Written problem ▸ Reproduce each of the records below word for word, leaving nothing out and changing nothing.

══ Data records

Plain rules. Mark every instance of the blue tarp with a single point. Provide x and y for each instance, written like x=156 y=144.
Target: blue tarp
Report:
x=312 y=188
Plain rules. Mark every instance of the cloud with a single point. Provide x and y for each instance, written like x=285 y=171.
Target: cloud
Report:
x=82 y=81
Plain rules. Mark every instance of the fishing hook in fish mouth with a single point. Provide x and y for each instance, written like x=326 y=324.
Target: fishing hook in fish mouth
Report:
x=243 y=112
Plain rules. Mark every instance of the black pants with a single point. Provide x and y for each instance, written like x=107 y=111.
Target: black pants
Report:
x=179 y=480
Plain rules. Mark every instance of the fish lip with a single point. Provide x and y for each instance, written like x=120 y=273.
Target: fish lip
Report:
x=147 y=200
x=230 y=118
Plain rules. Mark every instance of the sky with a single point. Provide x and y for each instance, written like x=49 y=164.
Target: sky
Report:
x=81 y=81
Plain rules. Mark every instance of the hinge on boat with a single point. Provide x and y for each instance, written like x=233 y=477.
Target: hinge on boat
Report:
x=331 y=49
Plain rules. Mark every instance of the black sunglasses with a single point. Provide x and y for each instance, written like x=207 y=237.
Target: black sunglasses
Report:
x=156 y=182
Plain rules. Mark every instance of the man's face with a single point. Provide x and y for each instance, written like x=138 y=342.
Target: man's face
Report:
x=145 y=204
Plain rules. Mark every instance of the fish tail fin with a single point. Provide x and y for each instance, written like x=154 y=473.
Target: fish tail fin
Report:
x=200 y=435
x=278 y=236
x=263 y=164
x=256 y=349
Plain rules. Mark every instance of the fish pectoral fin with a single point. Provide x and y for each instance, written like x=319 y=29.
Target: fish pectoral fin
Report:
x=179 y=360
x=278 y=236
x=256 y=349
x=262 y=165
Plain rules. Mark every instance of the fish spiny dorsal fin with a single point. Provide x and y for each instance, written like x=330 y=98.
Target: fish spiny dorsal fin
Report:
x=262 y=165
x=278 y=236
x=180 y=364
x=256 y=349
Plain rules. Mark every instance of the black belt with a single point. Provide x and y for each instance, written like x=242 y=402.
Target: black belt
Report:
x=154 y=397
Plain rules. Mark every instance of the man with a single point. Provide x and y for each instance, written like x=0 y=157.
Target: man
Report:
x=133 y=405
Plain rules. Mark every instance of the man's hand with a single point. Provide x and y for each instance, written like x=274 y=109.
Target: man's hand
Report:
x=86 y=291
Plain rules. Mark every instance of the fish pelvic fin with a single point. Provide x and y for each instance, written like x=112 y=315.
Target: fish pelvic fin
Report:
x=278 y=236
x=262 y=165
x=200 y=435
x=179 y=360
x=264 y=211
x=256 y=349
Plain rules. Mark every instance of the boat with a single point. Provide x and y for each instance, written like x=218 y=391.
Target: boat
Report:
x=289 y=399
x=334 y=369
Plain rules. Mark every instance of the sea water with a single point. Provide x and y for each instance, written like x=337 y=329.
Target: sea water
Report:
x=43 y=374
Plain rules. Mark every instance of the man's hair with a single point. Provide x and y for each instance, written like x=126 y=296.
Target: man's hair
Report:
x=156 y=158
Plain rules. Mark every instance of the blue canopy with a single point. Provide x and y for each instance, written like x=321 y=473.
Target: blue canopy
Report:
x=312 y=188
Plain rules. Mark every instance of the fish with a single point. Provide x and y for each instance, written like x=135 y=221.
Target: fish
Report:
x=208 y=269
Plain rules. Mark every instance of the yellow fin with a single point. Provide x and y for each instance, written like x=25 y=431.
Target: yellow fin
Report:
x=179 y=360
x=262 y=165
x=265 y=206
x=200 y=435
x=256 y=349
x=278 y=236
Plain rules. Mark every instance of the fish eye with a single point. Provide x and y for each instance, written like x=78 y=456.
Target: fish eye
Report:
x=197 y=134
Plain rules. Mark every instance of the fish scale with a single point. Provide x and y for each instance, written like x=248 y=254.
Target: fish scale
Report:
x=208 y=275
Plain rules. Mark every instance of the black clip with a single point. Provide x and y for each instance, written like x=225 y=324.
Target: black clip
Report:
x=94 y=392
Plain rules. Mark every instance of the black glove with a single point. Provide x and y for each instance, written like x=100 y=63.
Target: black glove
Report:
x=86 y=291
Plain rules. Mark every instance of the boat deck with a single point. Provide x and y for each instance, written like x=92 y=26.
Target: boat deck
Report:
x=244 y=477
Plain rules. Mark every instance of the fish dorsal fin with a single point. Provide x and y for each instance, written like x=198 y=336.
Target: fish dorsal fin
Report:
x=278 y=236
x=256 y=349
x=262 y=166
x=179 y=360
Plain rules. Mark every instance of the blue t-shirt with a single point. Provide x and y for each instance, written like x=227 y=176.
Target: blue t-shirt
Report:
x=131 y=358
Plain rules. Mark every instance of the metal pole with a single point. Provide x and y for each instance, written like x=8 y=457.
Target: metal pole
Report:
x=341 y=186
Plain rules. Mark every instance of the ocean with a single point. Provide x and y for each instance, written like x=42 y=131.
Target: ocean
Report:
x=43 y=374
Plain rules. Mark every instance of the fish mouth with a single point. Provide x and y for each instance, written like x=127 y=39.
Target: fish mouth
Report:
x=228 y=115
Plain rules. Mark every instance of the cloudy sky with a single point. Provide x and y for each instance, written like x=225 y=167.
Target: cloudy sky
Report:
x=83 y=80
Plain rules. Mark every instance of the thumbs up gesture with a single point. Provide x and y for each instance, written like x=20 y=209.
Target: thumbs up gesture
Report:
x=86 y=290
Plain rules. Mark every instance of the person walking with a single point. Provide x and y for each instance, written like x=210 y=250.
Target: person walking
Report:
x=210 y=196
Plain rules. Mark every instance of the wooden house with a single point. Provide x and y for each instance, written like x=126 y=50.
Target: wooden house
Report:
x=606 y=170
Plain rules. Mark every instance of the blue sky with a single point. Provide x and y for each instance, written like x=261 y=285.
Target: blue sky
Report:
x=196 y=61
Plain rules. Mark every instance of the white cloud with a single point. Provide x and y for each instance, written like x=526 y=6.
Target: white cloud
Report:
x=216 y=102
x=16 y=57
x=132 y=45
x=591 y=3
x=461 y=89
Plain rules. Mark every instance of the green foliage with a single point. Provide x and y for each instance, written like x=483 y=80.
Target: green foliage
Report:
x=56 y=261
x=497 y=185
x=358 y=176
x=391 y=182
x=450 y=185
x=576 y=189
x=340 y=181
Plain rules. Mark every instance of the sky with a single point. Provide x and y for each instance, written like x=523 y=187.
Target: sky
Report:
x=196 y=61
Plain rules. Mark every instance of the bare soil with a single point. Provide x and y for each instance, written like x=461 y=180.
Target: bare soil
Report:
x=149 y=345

════

Exercise result ▸
Plain rules. Mark every instance of the blue tarp with a single point. Provide x and y for each instance, written like x=156 y=144.
Target: blue tarp
Report:
x=312 y=188
Plain rules. Mark every instance of the cloud with a single point. Provide x and y for each instance, written like x=285 y=171.
Target: cloud
Report:
x=82 y=81
Plain rules. Mark every instance of the fishing hook in fish mouth with a single point. Provide x and y for each instance, written like x=326 y=324.
Target: fishing hook in fish mouth
Report:
x=243 y=112
Plain rules. Mark every instance of the black pants with a single point. Provide x and y for each instance, written like x=107 y=111.
Target: black pants
Report:
x=179 y=480
Plain rules. Mark every instance of the fish lip with a single point. Provide x and y for each instance, written like x=120 y=273.
Target: fish lip
Report:
x=147 y=200
x=230 y=118
Plain rules. Mark every instance of the sky with a single point. Provide x and y for each instance, written like x=49 y=164.
Target: sky
Report:
x=81 y=81
Plain rules. Mark every instance of the hinge on boat with a single point. Provide x and y for each instance, written like x=233 y=477.
Target: hinge on boat
Report:
x=331 y=49
Plain rules. Mark every instance of the black sunglasses with a single point. Provide x and y for each instance, written like x=207 y=237.
Target: black sunglasses
Report:
x=156 y=182
Plain rules. Mark every instance of the man's face with a single point. Provide x and y for each instance, written like x=138 y=342.
Target: man's face
Report:
x=145 y=204
Plain rules. Mark every instance of the fish tail fin with a single point. Provide x and y for each instance, written like x=154 y=473.
Target: fish tail fin
Report:
x=200 y=435
x=278 y=236
x=263 y=164
x=256 y=349
Plain rules. Mark every instance of the fish pectoral fin with a single point. Provide x and y for each instance, written like x=319 y=29.
Target: fish pectoral fin
Report:
x=179 y=360
x=278 y=236
x=256 y=349
x=262 y=165
Plain rules. Mark every instance of the fish spiny dorsal fin with a single point. Provide x and y for each instance, written like x=330 y=98.
Target: fish spiny dorsal fin
Report:
x=262 y=165
x=278 y=236
x=180 y=364
x=256 y=349
Plain rules. Mark every instance of the black belt with a single point. Provide x and y for each instance, written like x=242 y=402.
Target: black belt
Report:
x=154 y=397
Plain rules. Mark every instance of the man with a single point. Provide x and y for each instance, written like x=0 y=157.
Target: man
Report:
x=133 y=405
Plain rules. Mark every instance of the man's hand with a single point. Provide x and y for each instance, written like x=274 y=109.
Target: man's hand
Report:
x=86 y=291
Plain rules. Mark every instance of the fish pelvic fin with a single point. Provide x and y for each instance, written like x=112 y=315.
Target: fish pelvic fin
Report:
x=278 y=236
x=262 y=165
x=200 y=435
x=179 y=360
x=264 y=211
x=256 y=349
Plain rules. Mark every instance of the boat with a single point. Provide x and y for each instance, written like x=218 y=391.
Target: boat
Report:
x=289 y=399
x=334 y=369
Plain rules. Mark every instance of the sea water with a single point. Provide x and y for each instance, written like x=337 y=329.
Target: sea water
Report:
x=43 y=374
Plain rules. Mark every instance of the man's hair with a single point. Provide x and y for each instance, written like x=126 y=296.
Target: man's hair
Report:
x=156 y=158
Plain rules. Mark every instance of the blue canopy with a single point. Provide x and y for each instance, written like x=321 y=473.
Target: blue canopy
Report:
x=312 y=188
Plain rules. Mark every instance of the fish with a single point. Provide x and y for each instance, written like x=135 y=221.
Target: fish
Report:
x=208 y=269
Plain rules. Mark every instance of the yellow fin with a single point. Provide x and y for each instance, written like x=25 y=431.
Target: yellow fin
Report:
x=179 y=360
x=262 y=165
x=265 y=206
x=200 y=435
x=256 y=349
x=278 y=236
Plain rules. Mark every instance of the fish eye with a single point. Provide x and y for each instance, written like x=78 y=456.
Target: fish eye
Report:
x=197 y=134
Plain rules. Mark every instance of the fish scale with a single point. Provide x and y for each instance, written like x=248 y=254.
Target: fish scale
Report:
x=208 y=275
Plain rules. Mark every instance of the black clip with a single point. Provide x and y for each instance, written like x=225 y=324.
Target: black clip
Report:
x=94 y=392
Plain rules. Mark every instance of the black glove with a single point. Provide x and y for each instance, written like x=100 y=63.
Target: black glove
Report:
x=86 y=291
Plain rules. Mark every instance of the boat deck with a single point. Provide x and y for each instance, written like x=92 y=26.
Target: boat deck
Report:
x=244 y=477
Plain rules. Mark every instance of the fish dorsal fin with a single point. Provide x and y for each instance, written like x=198 y=336.
Target: fish dorsal fin
Report:
x=278 y=236
x=256 y=349
x=262 y=166
x=179 y=360
Plain rules. Mark every instance of the blue t-shirt with a single point. Provide x and y for each instance, written like x=227 y=176.
Target: blue t-shirt
Report:
x=131 y=358
Plain rules. Mark every instance of the metal pole with a single point. Provide x and y for each instance, written like x=8 y=457.
Target: metal pole
Report:
x=341 y=186
Plain rules. Mark every instance of the ocean with a single point. Provide x and y for each instance, written like x=42 y=131.
Target: ocean
Report:
x=43 y=374
Plain rules. Mark every instance of the fish mouth with a single point. Provide x and y for each instance, written like x=127 y=39.
Target: fish mouth
Report:
x=228 y=115
Plain rules. Mark every instance of the cloudy sky with a single point. Provide x and y for each instance, written like x=225 y=167.
Target: cloudy sky
Report:
x=83 y=80
Plain rules. Mark every instance of the thumbs up gesture with a single point. Provide x and y for each instance, written like x=20 y=209.
Target: thumbs up gesture
Report:
x=86 y=290
Plain rules. Mark every instance of the person walking with a single point. Provide x and y for each instance, written like x=210 y=250.
Target: person walking
Report:
x=210 y=196
Plain rules. Mark every instance of the wooden house with a single point. Provide x and y for each instance, written like x=126 y=50.
Target: wooden house
Report:
x=606 y=170
Plain rules. Mark every instance of the blue sky with a single point. Provide x and y for each instance, written like x=261 y=285.
Target: blue sky
Report:
x=196 y=61
Plain rules. Mark every instance of the white cloud with a single point. Provide x and y for each instance, written like x=526 y=6.
Target: white cloud
Report:
x=216 y=102
x=16 y=57
x=132 y=45
x=591 y=3
x=461 y=89
Plain rules. Mark every instance of the green foliage with a single point. Provide x and y for each instance, written like x=483 y=80.
Target: green foliage
Report:
x=56 y=261
x=497 y=185
x=358 y=176
x=391 y=182
x=450 y=185
x=576 y=189
x=340 y=181
Plain rules. Mark every instance of the sky with a single point. Provide x and y for each instance, written like x=523 y=187.
Target: sky
Report:
x=196 y=61
Plain rules. Mark every instance of the bare soil with a single point. Provide x and y for each instance, written like x=461 y=180.
Target: bare soil
Report:
x=149 y=345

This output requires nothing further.